Work to complete:
Each line from the one containing "Reply with integer" through the last line of the data below is to be written out verbatim, and nothing more.
Exercise data: Begin
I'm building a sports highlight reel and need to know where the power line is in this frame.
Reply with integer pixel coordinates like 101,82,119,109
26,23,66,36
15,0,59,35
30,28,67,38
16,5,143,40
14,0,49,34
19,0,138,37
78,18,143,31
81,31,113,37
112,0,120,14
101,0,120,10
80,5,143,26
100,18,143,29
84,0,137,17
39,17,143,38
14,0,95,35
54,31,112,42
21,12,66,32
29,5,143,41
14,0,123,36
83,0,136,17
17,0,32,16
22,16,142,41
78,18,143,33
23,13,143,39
Exercise data: End
Reply to the exercise:
Reply with integer pixel coordinates like 101,82,119,109
26,23,66,36
15,0,59,35
30,28,67,38
16,5,143,40
14,0,49,34
19,0,138,37
78,18,143,31
81,31,113,37
112,0,120,14
101,0,120,10
80,5,143,26
100,18,143,29
84,0,137,17
39,17,143,38
14,0,95,35
54,31,112,42
21,12,66,32
29,5,143,41
14,0,123,36
83,0,136,17
17,0,32,16
22,16,142,41
78,18,143,33
23,13,143,39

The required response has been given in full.